>> BEGIN Task inputs
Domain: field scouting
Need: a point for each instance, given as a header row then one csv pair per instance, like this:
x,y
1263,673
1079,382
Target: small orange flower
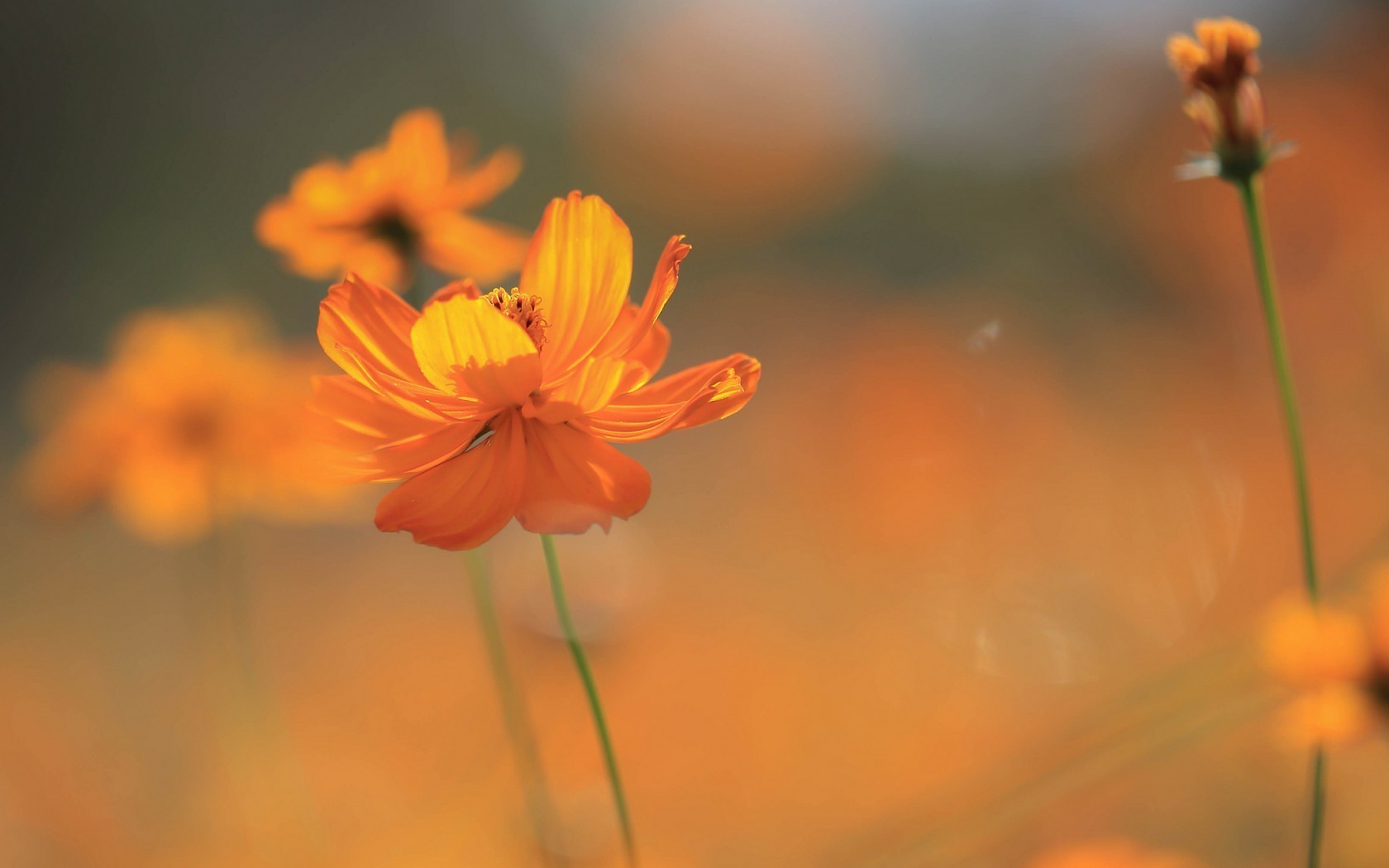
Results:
x,y
394,203
1331,659
193,420
1309,646
1219,69
506,404
1110,853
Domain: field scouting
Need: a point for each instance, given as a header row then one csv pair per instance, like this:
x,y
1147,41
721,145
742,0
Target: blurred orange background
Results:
x,y
976,575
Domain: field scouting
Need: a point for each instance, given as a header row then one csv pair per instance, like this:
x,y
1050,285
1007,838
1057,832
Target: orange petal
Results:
x,y
373,439
365,330
461,245
706,393
324,193
574,481
580,265
459,288
465,500
590,388
627,335
418,157
478,185
470,349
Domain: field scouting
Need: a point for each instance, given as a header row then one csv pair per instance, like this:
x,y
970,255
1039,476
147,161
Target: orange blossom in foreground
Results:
x,y
1219,69
394,203
506,404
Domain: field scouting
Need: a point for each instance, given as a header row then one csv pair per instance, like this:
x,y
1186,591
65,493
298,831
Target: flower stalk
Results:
x,y
517,721
1252,199
561,608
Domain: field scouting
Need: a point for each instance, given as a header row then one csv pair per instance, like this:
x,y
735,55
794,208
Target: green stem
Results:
x,y
539,807
1252,198
1319,806
581,661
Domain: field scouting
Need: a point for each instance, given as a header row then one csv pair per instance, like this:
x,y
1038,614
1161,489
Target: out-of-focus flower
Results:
x,y
1111,853
506,404
1337,661
198,417
394,203
1219,69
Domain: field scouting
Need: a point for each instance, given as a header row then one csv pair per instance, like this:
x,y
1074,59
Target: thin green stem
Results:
x,y
581,661
1319,806
1252,198
539,807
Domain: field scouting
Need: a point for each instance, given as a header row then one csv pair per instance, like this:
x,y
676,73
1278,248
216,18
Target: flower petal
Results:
x,y
477,185
418,156
590,388
465,500
574,481
470,349
365,330
580,265
699,394
461,245
631,330
371,439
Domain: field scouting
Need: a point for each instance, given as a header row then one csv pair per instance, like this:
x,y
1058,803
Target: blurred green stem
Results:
x,y
590,689
514,716
1252,198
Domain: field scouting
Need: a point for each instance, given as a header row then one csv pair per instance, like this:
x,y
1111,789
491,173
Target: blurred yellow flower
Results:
x,y
1337,660
1219,69
408,199
506,404
1309,646
198,417
1110,853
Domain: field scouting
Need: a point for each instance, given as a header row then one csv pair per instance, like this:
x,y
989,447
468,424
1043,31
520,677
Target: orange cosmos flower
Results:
x,y
394,203
1329,657
1219,69
193,420
506,404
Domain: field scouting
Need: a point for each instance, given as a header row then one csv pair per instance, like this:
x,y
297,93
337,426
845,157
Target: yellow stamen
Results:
x,y
521,308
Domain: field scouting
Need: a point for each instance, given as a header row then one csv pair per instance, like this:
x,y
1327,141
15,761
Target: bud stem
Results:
x,y
1252,198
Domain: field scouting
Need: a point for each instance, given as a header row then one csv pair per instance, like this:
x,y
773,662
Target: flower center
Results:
x,y
392,228
521,308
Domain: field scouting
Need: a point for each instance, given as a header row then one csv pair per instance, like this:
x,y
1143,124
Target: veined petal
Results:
x,y
464,288
592,386
699,394
467,347
371,439
463,245
365,330
465,500
574,481
580,265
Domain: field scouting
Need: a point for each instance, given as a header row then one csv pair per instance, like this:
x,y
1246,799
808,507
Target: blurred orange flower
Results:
>> END Task inputs
**Required task**
Print the listing above in full, exactly as written. Omit any pictures.

**Correct result**
Domain: field scouting
Need: a point for each instance, given as a header row then one csv pair per instance, like this:
x,y
1263,673
1079,382
Target: small orange flower
Results:
x,y
394,203
1331,659
193,420
1309,646
1219,69
506,404
1110,853
Domain: field scouting
Need: a point for each instance, given as a header row then one csv pair per instance, like this:
x,y
1147,41
721,145
742,0
Target: blurred orange background
Results:
x,y
976,575
Domain: field scouting
Need: a point for each instance, given as a header row then one csv pair per instance, like this:
x,y
1050,285
1007,838
1057,832
Target: orange petal
Results:
x,y
373,439
365,330
461,245
706,393
324,193
574,481
580,265
459,288
465,500
590,388
627,335
418,157
478,185
470,349
Domain: field scouting
Need: a point for each instance, given as a header row then one csv pair per instance, like this:
x,y
970,255
1039,476
147,161
Target: orange blossom in foreground
Results:
x,y
1219,69
394,203
506,404
Domain: field scouting
Need: a point for each instance, given as a header row then one csv pair per instance, like this:
x,y
1186,591
65,493
298,831
Target: flower stalk
Results:
x,y
517,721
1252,199
561,608
Domain: field scouting
Need: a point for each instance, given as a header row then one csv pair per instance, like this:
x,y
735,55
794,208
Target: green stem
Results:
x,y
539,807
1252,198
1319,806
581,661
Domain: field scouting
Need: a point for each instance, given as a header row then one csv pair per instance, like this:
x,y
1038,614
1161,489
Target: out-of-focus flower
Results:
x,y
1111,853
506,404
1337,661
198,417
394,203
1219,69
Domain: field scouting
Need: a point for each instance, given as a header row then one csv pair per instance, like this:
x,y
1074,59
Target: thin green stem
Results:
x,y
581,661
1319,806
1252,198
539,807
Domain: field scouting
Need: a point for each instance, given as a header row then one csv pair per instance, like this:
x,y
676,73
1278,248
216,18
Target: flower petal
Results:
x,y
477,185
418,156
590,388
465,500
574,481
470,349
365,330
580,265
699,394
461,245
631,330
371,439
Domain: field scouting
Need: a point for each instance, given as a header row then one csv pair per instance, like this:
x,y
1058,803
Target: blurred green stem
Results:
x,y
590,689
514,716
1252,198
Domain: field scouting
Need: a point for each instance, given as a header row then one csv pair per instance, like this:
x,y
1111,789
491,173
Target: blurred yellow flower
Results:
x,y
1337,660
1219,69
408,199
506,404
1309,646
198,417
1110,853
Domain: field scouting
Need: a point for each instance, given as a header row then one csv pair per instance, like this:
x,y
989,447
468,424
1043,31
520,677
Target: orange cosmos flower
Results:
x,y
394,203
1329,657
1219,69
193,420
506,404
Domain: field scouting
Need: a point for each instance, given as a header row then one csv pair per instance, like this:
x,y
297,93
337,426
845,157
Target: yellow stamen
Results:
x,y
521,308
Domain: field scouting
Need: a point for each instance, given as a header row then one csv pair per instance, like this:
x,y
1327,141
15,761
Target: bud stem
Results:
x,y
1252,198
Domain: field scouting
Need: a point for each instance, given as a header row then one csv pair per instance, like this:
x,y
773,662
Target: flower center
Results:
x,y
392,228
521,308
Domain: field scouting
Need: a point for each instance, given as a header row then one csv pair per instance, like this:
x,y
1143,124
Target: veined petal
Results:
x,y
464,288
592,386
699,394
467,347
371,439
463,245
365,330
465,500
574,481
580,265
Domain: field scouting
Need: a point for each instance, given as a header row then one csv pair per instance, like this:
x,y
1246,799
808,507
Target: blurred orange flower
Results:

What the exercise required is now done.